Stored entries
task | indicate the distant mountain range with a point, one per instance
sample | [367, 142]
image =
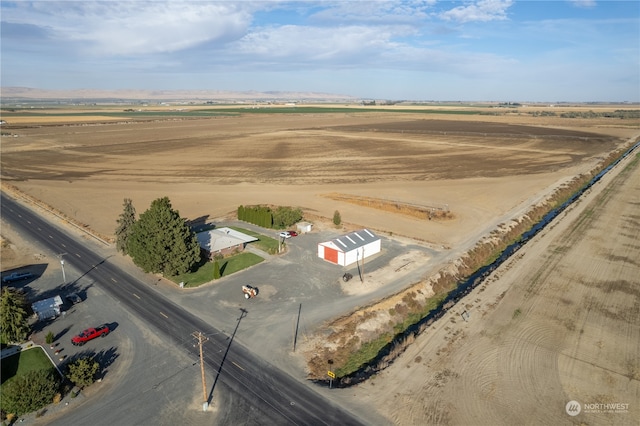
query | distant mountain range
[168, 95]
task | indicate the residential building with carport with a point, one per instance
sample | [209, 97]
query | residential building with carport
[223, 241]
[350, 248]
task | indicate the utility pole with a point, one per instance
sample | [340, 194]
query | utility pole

==

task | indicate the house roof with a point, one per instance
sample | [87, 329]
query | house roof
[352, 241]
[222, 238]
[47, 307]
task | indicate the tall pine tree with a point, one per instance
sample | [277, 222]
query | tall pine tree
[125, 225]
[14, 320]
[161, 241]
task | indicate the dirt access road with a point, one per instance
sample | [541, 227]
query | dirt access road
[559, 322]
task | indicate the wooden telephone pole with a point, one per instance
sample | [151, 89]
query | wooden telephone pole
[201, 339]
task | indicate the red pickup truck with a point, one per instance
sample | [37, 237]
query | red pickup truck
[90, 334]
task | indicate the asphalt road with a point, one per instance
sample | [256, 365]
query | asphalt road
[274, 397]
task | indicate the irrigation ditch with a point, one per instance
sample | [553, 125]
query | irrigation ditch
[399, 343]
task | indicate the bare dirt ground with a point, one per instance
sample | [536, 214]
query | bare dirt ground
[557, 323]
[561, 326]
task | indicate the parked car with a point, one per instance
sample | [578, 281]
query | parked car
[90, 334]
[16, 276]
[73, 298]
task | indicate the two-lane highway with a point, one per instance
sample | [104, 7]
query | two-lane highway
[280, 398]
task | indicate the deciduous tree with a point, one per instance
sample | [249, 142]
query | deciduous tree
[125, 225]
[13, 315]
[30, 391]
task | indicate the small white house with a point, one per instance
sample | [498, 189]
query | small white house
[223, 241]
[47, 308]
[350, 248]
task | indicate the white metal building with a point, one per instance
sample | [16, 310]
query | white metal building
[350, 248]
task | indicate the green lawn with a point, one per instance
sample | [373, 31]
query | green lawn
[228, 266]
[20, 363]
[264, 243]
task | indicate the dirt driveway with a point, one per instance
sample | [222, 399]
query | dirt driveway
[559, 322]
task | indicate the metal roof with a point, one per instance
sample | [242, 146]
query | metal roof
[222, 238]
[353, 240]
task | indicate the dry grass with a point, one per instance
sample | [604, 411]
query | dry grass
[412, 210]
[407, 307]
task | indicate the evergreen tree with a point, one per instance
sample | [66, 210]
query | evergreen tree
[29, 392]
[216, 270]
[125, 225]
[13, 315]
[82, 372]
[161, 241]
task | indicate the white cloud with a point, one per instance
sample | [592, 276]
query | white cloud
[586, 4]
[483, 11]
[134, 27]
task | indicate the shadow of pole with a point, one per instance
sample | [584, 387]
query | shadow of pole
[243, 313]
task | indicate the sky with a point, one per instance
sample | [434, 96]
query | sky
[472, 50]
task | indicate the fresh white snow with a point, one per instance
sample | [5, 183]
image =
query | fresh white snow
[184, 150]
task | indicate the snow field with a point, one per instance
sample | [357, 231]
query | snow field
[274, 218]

* * *

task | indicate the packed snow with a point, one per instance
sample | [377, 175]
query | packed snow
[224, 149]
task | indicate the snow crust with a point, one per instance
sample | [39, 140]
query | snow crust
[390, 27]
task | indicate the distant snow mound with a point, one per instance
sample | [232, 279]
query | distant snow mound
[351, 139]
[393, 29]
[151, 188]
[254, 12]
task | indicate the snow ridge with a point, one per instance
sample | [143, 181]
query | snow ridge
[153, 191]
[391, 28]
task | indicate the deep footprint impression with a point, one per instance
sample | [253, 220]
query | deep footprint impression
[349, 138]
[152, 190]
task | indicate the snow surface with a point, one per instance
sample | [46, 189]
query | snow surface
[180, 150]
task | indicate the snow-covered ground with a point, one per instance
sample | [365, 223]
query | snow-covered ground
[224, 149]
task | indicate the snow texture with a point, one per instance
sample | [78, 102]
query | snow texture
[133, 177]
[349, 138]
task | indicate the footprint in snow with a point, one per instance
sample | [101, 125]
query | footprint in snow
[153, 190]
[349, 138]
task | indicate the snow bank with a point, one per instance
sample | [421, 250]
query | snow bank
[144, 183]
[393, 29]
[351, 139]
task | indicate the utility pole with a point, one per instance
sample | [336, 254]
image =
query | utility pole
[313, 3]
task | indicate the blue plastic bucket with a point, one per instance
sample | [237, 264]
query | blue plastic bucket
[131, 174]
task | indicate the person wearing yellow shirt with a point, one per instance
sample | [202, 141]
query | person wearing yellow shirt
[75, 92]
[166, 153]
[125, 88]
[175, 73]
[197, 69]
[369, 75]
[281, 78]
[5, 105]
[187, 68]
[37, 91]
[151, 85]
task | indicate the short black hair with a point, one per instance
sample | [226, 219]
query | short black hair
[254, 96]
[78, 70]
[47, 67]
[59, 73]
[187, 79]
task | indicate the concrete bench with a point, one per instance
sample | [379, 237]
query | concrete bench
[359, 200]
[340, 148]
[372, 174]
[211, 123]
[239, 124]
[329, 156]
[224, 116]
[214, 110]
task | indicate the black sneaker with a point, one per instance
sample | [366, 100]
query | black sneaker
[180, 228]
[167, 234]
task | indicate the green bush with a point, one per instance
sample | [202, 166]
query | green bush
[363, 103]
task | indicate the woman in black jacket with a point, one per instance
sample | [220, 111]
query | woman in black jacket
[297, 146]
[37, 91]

=== PROMPT ===
Please give an exact copy of the lines above, beginning with the line containing "sample | [578, 281]" and running through the line containing "sample | [373, 31]", and of no other lines.

=== ANSWER SPACE ===
sample | [578, 281]
query | parked car
[90, 334]
[16, 276]
[73, 298]
task | indicate the two-lane highway with a point, one per instance
sample | [104, 7]
query | two-lane highway
[280, 398]
task | indicate the deciduous tree with a point, one per instance
sample | [249, 142]
query | deciduous tree
[125, 225]
[13, 315]
[30, 391]
task | indicate the small white house with a point, one per instance
sample | [498, 189]
query | small white house
[223, 241]
[47, 308]
[350, 248]
task | indicate the white metal building with a point, one per instance
sample | [16, 310]
query | white metal building
[350, 248]
task | indicate the green lawn with a point, one per instance
sample | [373, 31]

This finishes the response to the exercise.